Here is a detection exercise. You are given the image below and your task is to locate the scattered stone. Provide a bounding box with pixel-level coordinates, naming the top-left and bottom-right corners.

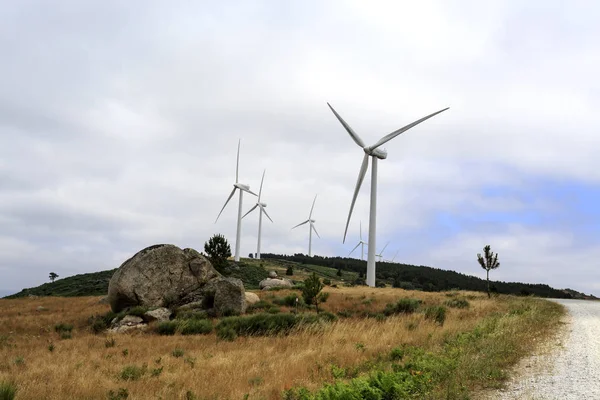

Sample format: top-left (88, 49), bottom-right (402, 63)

top-left (258, 278), bottom-right (294, 290)
top-left (144, 307), bottom-right (173, 322)
top-left (108, 244), bottom-right (221, 312)
top-left (244, 292), bottom-right (260, 306)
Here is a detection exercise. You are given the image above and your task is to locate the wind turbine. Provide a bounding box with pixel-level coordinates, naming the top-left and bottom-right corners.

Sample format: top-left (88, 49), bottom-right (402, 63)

top-left (242, 170), bottom-right (273, 259)
top-left (375, 242), bottom-right (390, 262)
top-left (215, 140), bottom-right (256, 262)
top-left (327, 103), bottom-right (449, 287)
top-left (292, 195), bottom-right (321, 257)
top-left (348, 221), bottom-right (369, 260)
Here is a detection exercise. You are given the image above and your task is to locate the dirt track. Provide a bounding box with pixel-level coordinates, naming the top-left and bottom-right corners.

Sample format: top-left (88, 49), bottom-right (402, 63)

top-left (485, 300), bottom-right (600, 400)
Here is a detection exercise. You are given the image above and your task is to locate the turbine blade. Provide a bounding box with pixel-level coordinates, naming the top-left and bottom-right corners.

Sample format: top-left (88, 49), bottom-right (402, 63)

top-left (292, 219), bottom-right (309, 229)
top-left (308, 194), bottom-right (317, 219)
top-left (242, 204), bottom-right (258, 218)
top-left (260, 207), bottom-right (273, 222)
top-left (342, 154), bottom-right (369, 243)
top-left (258, 169), bottom-right (267, 203)
top-left (235, 139), bottom-right (242, 183)
top-left (369, 107), bottom-right (450, 150)
top-left (327, 103), bottom-right (365, 148)
top-left (348, 242), bottom-right (360, 257)
top-left (215, 187), bottom-right (237, 224)
top-left (242, 189), bottom-right (258, 196)
top-left (310, 224), bottom-right (321, 239)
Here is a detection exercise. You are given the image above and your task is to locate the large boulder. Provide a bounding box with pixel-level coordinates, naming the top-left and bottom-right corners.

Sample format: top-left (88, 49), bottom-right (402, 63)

top-left (258, 278), bottom-right (294, 290)
top-left (108, 244), bottom-right (220, 312)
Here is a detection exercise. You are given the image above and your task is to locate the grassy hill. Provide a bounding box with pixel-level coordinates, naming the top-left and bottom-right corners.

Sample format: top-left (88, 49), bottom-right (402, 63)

top-left (6, 254), bottom-right (595, 298)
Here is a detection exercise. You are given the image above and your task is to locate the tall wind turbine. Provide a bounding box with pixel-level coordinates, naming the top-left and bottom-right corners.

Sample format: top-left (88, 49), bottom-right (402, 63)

top-left (215, 140), bottom-right (256, 262)
top-left (242, 170), bottom-right (273, 259)
top-left (292, 195), bottom-right (321, 257)
top-left (327, 103), bottom-right (449, 287)
top-left (375, 242), bottom-right (390, 262)
top-left (348, 221), bottom-right (369, 260)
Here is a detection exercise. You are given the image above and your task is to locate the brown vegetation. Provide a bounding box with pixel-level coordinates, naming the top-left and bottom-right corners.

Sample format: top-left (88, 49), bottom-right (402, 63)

top-left (0, 287), bottom-right (558, 399)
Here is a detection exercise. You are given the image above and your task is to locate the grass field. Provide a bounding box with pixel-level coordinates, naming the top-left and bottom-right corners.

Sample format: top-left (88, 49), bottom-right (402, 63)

top-left (0, 287), bottom-right (563, 400)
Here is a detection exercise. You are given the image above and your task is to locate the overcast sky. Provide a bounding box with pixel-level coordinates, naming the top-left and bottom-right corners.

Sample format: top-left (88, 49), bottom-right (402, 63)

top-left (0, 0), bottom-right (600, 294)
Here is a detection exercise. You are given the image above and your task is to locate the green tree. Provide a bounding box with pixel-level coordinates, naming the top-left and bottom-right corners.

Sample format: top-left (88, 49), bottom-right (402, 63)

top-left (204, 233), bottom-right (231, 271)
top-left (477, 244), bottom-right (500, 297)
top-left (302, 272), bottom-right (324, 313)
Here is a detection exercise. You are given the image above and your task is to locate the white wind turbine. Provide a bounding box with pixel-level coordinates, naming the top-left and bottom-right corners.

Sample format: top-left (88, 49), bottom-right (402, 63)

top-left (242, 170), bottom-right (273, 259)
top-left (375, 242), bottom-right (390, 262)
top-left (292, 195), bottom-right (321, 257)
top-left (348, 221), bottom-right (369, 260)
top-left (215, 140), bottom-right (256, 262)
top-left (327, 103), bottom-right (449, 287)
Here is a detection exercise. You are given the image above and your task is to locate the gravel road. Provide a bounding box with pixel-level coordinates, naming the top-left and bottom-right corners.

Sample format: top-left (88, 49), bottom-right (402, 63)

top-left (485, 300), bottom-right (600, 400)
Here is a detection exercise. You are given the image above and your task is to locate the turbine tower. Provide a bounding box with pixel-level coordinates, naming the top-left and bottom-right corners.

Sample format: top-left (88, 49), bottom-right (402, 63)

top-left (215, 140), bottom-right (256, 262)
top-left (292, 195), bottom-right (321, 257)
top-left (375, 242), bottom-right (390, 262)
top-left (327, 103), bottom-right (449, 287)
top-left (348, 221), bottom-right (369, 260)
top-left (242, 170), bottom-right (273, 260)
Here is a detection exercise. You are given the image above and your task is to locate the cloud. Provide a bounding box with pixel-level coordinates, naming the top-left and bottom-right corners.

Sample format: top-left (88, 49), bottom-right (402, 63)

top-left (0, 0), bottom-right (600, 296)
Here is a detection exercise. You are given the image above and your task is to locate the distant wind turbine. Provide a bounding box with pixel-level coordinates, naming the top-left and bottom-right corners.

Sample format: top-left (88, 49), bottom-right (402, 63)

top-left (375, 242), bottom-right (390, 262)
top-left (292, 195), bottom-right (321, 257)
top-left (348, 221), bottom-right (369, 260)
top-left (215, 140), bottom-right (256, 262)
top-left (242, 170), bottom-right (273, 259)
top-left (327, 103), bottom-right (449, 287)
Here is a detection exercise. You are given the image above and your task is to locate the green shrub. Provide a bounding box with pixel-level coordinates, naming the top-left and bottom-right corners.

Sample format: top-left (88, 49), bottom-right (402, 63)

top-left (171, 349), bottom-right (185, 358)
top-left (444, 299), bottom-right (469, 308)
top-left (425, 306), bottom-right (446, 325)
top-left (0, 381), bottom-right (17, 400)
top-left (383, 299), bottom-right (422, 316)
top-left (119, 364), bottom-right (147, 381)
top-left (179, 319), bottom-right (212, 335)
top-left (216, 313), bottom-right (337, 339)
top-left (156, 321), bottom-right (177, 335)
top-left (54, 322), bottom-right (73, 333)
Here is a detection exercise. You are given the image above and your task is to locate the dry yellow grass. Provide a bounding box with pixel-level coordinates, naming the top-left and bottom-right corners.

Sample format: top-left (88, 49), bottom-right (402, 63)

top-left (0, 287), bottom-right (536, 399)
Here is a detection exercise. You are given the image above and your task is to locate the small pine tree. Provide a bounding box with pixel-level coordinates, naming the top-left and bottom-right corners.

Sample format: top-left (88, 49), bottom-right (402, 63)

top-left (204, 233), bottom-right (231, 271)
top-left (477, 244), bottom-right (500, 297)
top-left (302, 272), bottom-right (323, 313)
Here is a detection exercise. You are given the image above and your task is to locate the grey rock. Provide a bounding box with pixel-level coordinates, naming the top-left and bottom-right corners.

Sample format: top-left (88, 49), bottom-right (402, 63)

top-left (108, 244), bottom-right (221, 312)
top-left (258, 278), bottom-right (294, 290)
top-left (244, 292), bottom-right (260, 306)
top-left (144, 307), bottom-right (173, 322)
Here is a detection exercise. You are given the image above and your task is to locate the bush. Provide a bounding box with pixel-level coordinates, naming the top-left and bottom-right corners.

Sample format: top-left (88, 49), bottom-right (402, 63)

top-left (179, 319), bottom-right (212, 335)
top-left (156, 321), bottom-right (177, 335)
top-left (444, 299), bottom-right (469, 308)
top-left (425, 306), bottom-right (446, 325)
top-left (383, 299), bottom-right (422, 316)
top-left (0, 382), bottom-right (17, 400)
top-left (216, 313), bottom-right (337, 339)
top-left (119, 365), bottom-right (147, 381)
top-left (54, 322), bottom-right (73, 333)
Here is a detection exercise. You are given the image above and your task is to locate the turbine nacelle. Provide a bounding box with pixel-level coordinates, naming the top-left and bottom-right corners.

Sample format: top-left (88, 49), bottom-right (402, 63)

top-left (363, 147), bottom-right (387, 160)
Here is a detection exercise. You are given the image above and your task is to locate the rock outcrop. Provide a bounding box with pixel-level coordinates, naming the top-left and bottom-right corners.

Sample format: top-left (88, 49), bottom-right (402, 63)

top-left (108, 244), bottom-right (222, 312)
top-left (108, 244), bottom-right (246, 320)
top-left (258, 278), bottom-right (294, 290)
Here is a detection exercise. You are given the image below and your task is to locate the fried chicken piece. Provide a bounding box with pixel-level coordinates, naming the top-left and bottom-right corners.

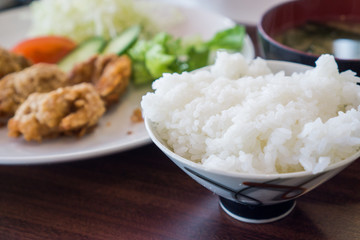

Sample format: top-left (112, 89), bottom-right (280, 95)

top-left (0, 47), bottom-right (32, 79)
top-left (69, 54), bottom-right (131, 106)
top-left (0, 63), bottom-right (69, 117)
top-left (8, 83), bottom-right (105, 142)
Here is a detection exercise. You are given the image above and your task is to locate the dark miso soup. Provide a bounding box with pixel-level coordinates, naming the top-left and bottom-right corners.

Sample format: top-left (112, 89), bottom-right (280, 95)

top-left (275, 21), bottom-right (360, 55)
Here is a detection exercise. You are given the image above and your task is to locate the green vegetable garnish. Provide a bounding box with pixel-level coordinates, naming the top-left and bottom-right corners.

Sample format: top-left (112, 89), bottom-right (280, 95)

top-left (128, 25), bottom-right (246, 84)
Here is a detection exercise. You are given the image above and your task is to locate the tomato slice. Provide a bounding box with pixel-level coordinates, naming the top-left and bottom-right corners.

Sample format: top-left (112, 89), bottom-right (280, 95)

top-left (11, 36), bottom-right (76, 63)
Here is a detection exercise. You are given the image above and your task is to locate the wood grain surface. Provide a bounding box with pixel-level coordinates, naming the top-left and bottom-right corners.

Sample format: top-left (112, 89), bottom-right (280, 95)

top-left (0, 23), bottom-right (360, 240)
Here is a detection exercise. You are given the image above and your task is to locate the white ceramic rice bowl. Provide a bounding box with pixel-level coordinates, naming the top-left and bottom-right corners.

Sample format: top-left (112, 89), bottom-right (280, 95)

top-left (145, 60), bottom-right (360, 223)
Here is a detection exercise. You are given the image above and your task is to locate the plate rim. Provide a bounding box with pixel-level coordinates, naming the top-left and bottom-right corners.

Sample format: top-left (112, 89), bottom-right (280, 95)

top-left (0, 4), bottom-right (255, 165)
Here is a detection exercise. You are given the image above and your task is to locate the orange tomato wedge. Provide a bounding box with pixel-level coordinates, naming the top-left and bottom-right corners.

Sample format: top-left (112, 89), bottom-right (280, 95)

top-left (11, 36), bottom-right (76, 63)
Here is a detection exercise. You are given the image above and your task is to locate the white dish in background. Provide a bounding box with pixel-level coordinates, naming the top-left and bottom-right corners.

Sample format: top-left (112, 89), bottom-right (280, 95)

top-left (0, 3), bottom-right (255, 164)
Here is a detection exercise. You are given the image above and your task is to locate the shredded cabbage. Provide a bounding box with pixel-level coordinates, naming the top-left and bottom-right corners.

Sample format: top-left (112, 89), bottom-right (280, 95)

top-left (29, 0), bottom-right (157, 42)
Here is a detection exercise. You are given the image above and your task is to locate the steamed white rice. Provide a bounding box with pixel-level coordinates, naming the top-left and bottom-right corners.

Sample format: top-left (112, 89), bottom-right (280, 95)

top-left (141, 52), bottom-right (360, 174)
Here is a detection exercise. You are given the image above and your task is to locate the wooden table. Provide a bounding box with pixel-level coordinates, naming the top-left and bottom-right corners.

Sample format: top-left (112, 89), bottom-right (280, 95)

--------------------

== Aim ==
Copy out the lines from the one containing "locate the grassy" through the one containing "top-left (0, 0), bottom-right (600, 294)", changing "overcast" to "cloudy" and leaving everything else the same.

== Solution to the exercise ==
Here is a detection exercise. You are given the image above and your task is to locate the grassy hill. Provide a bounding box with pixel-level coordinates, naming the top-left and bottom-right corners.

Sample format: top-left (88, 49), bottom-right (402, 63)

top-left (6, 254), bottom-right (595, 298)
Here is a detection exercise. You are given the image above and your task is to locate the tall wind turbine. Provide a bounding box with pixel-level coordinates, naming the top-left and bottom-right corners.

Sample format: top-left (88, 49), bottom-right (402, 63)

top-left (215, 140), bottom-right (256, 262)
top-left (242, 170), bottom-right (273, 259)
top-left (292, 195), bottom-right (321, 257)
top-left (327, 103), bottom-right (449, 287)
top-left (375, 242), bottom-right (390, 262)
top-left (348, 221), bottom-right (369, 260)
Here is a detection exercise. You are given the image above and your task is to locate the brown vegetation. Provide a bounding box with pixel-level coordinates, naming the top-left and bottom-right corners.

Sample format: top-left (88, 49), bottom-right (402, 63)

top-left (0, 287), bottom-right (558, 399)
Here is a detection exercise. You are given the image above and your task is to locate the grass field. Provide a bounding box with pixel-level coordinates, naming the top-left and bottom-right corners.

Sample format: top-left (88, 49), bottom-right (402, 63)

top-left (0, 287), bottom-right (563, 400)
Here is a detection exercise. You are given the image above and your task is to locate the cloudy sky. Provide a bounding box with pixel-level coordinates, naming the top-left and bottom-right corners.

Sample format: top-left (88, 49), bottom-right (402, 63)

top-left (0, 0), bottom-right (600, 294)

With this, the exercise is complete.